§ **VORLIEGENDER AUSZUG**
══════════

# Kreative Köpfchen gesucht für Java-Sql Projekt.



## kleiner_Teddy (3. Feb 2009)

Hey,
ich möchte in Wirtschaftsinformatik meine mündliche Prüfung machen, dazu sollen wir ein Projekt erstellen
welches EPK, SQL und Java verbindet.
Die zwei Mädels letztes Jahr haben zum Beispiel ein Programm zur Verwaltung einer Videothek geschrieben.
Bin schon die ganze Zeit fieberhaft am Krübeln was ich machen könnte und dachte vielleicht habt ihr ja ne Idee auf die ich selbst garnich kommen würde 

Sollte allerdings auch nich gaaaanz so schwierig sein denn wir haben erst 1 Jahr effektiv Java gelernt 

Danke schonmal im Voraus für eure Ideen


----------



## Saxony (3. Feb 2009)

Hiho,

dan nschreib doch einen grafischen Editor für EPK (ereignisgesteuerte Prozeßketten), welcher eine DB zur Datensicherung verwendet.

══════════

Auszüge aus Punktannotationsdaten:
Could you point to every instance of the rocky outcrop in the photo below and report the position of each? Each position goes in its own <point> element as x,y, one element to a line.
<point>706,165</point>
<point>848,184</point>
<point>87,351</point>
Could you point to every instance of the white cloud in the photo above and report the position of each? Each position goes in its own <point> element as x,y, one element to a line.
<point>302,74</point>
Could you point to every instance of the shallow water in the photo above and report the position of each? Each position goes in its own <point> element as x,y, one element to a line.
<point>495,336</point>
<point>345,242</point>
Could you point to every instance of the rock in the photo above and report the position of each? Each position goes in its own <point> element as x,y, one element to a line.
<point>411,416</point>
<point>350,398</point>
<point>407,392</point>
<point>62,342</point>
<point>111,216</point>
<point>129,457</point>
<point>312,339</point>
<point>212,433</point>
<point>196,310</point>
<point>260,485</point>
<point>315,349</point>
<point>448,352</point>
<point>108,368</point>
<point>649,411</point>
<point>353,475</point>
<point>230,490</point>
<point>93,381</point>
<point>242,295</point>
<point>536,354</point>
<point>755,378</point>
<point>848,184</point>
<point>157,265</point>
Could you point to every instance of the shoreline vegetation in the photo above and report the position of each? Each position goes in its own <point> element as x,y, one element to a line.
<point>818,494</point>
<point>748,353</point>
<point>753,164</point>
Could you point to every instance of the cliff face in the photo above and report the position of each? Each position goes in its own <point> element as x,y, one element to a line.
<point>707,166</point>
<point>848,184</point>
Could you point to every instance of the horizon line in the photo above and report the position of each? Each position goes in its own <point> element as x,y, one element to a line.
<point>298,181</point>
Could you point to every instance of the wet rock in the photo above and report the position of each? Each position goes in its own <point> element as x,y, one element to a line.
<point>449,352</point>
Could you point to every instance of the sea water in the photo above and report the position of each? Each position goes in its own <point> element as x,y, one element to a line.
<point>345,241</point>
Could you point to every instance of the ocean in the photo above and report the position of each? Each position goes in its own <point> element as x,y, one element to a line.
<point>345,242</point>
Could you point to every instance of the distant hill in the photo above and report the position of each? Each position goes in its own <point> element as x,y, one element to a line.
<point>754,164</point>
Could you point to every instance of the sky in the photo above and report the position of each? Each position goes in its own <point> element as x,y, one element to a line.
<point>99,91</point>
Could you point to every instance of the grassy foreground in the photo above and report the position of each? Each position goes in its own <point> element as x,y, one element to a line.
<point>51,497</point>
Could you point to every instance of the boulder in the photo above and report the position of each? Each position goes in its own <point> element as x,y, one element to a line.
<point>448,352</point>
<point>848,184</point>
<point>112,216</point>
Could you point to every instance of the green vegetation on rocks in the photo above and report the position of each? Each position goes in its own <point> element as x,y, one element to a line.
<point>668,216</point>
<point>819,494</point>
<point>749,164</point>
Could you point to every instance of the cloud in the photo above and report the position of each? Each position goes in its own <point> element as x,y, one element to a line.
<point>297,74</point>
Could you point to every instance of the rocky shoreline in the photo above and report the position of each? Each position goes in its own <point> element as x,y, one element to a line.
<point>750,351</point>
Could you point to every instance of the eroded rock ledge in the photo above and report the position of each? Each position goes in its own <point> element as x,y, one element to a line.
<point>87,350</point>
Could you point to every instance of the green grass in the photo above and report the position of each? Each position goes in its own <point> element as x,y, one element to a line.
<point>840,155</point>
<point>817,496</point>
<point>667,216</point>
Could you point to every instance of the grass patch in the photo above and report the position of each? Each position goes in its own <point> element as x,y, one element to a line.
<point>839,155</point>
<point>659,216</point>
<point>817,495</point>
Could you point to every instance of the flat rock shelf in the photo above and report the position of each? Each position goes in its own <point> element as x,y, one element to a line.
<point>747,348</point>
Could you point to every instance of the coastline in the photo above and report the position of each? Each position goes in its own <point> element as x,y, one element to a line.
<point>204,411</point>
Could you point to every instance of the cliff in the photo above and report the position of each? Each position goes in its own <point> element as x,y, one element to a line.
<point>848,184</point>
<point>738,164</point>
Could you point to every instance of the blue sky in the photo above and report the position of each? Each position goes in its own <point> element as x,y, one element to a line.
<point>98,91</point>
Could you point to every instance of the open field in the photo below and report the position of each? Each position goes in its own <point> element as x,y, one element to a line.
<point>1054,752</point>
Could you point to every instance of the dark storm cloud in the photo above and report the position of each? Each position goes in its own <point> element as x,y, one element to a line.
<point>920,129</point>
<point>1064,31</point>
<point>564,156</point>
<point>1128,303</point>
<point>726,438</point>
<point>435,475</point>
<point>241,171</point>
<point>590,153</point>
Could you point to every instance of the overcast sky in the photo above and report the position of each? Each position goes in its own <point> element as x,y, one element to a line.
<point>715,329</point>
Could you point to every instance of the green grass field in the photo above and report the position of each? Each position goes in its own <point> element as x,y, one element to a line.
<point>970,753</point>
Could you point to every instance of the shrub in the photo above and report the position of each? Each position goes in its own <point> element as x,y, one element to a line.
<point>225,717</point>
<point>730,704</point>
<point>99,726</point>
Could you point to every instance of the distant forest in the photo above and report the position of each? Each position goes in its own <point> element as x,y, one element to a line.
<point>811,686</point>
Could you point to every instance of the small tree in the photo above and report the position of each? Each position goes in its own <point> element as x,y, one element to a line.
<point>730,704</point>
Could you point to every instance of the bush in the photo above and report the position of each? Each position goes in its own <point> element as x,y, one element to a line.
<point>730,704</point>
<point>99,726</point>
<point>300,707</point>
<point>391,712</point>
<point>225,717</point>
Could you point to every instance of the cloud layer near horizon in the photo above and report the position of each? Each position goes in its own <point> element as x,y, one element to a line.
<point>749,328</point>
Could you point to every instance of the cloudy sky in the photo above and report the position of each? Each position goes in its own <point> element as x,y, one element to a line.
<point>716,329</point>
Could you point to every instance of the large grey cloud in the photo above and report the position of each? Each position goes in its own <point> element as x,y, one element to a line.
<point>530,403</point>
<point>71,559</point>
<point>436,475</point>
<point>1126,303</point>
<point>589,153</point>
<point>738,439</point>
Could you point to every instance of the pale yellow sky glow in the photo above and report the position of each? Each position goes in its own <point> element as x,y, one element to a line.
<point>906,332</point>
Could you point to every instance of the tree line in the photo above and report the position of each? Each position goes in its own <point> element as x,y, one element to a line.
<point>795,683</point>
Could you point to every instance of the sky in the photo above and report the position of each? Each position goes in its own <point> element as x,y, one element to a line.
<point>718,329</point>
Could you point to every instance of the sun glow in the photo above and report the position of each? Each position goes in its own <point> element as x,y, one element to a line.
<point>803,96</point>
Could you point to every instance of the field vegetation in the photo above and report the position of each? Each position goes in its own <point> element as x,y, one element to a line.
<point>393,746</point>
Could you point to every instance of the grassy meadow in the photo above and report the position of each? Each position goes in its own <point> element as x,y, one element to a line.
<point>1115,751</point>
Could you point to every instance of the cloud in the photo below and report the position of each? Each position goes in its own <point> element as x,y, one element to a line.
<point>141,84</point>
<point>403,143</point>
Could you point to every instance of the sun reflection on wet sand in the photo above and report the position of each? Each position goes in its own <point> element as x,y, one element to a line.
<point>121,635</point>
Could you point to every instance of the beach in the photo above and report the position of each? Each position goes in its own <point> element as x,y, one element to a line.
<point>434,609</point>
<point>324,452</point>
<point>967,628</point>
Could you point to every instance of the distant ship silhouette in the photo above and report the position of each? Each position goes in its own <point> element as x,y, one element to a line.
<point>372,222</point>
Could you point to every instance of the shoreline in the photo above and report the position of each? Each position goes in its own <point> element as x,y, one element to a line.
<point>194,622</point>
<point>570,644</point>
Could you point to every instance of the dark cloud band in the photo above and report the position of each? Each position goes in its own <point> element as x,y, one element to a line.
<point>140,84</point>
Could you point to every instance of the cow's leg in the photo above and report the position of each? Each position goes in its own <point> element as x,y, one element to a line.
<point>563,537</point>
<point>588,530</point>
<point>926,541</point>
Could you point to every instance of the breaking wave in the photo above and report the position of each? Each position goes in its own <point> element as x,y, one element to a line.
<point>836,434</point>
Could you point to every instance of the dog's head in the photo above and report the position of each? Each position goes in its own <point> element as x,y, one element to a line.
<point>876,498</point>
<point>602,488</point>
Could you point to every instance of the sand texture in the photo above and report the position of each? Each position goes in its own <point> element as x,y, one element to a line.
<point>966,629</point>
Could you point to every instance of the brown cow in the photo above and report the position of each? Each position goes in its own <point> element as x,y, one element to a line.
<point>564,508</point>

══════════

§ **AUFGABENSTELLUNG 1**
Was für ein Programm haben laut dem Forenthread zum Java-SQL-Projekt die zwei Mädels im letzten Jahr geschrieben?
§ **AUFGABENSTELLUNG 2**
Prüfe, ob die folgenden Aussagen mit dem Forenthread zum Java-SQL-Projekt übereinstimmen, und belege jede Antwort mit einem wörtlichen Zitat: (a) Das Projekt soll EPK, SQL und Java verbinden. (b) Die Prüflinge haben bereits drei Jahre Java gelernt. (c) Saxony schlägt einen grafischen Editor vor, der eine DB zur Datensicherung verwendet.
§ **AUFGABENSTELLUNG 3**
Führe den Forenthread zum Java-SQL-Projekt im Anschluss an seinen letzten Satz fort.

§ **ERGEBNIS 1**
Ein Programm zur Verwaltung einer Videothek.

§ **ERGEBNIS 2**
(a) Ja: „welches EPK, SQL und Java verbindet.“
(b) Nein: „wir haben erst 1 Jahr effektiv Java gelernt“
(c) Ja: „welcher eine DB zur Datensicherung verwendet.“

§ **ERGEBNIS 3**
Ansonsten gibt es halt die klassischen Beispiele:

- Adressverwaltung
- Terminkalender
- Fahrtenbuch
- Datenbank für Sammelkartenspiele (z.b. Magic the Gathering) 
- MP3 Verwaltung
- Kassensystem
- Bibliotheksausleihe

bye Saxony


----------



## kleiner_Teddy (3. Feb 2009)

Hey dankeschön hört sich schonmal schick an deine Liste 
Naja dein erstes Thema würd ich wohl umgehn ^^ ... war in der 11ten Klasse noch in Datenverarbeitung und durfte dann in Informatik wechseln und in DV ham wir nur Excel und so "gelernt" ^^ ...

Aber danke dir


----------



## Landei (3. Feb 2009)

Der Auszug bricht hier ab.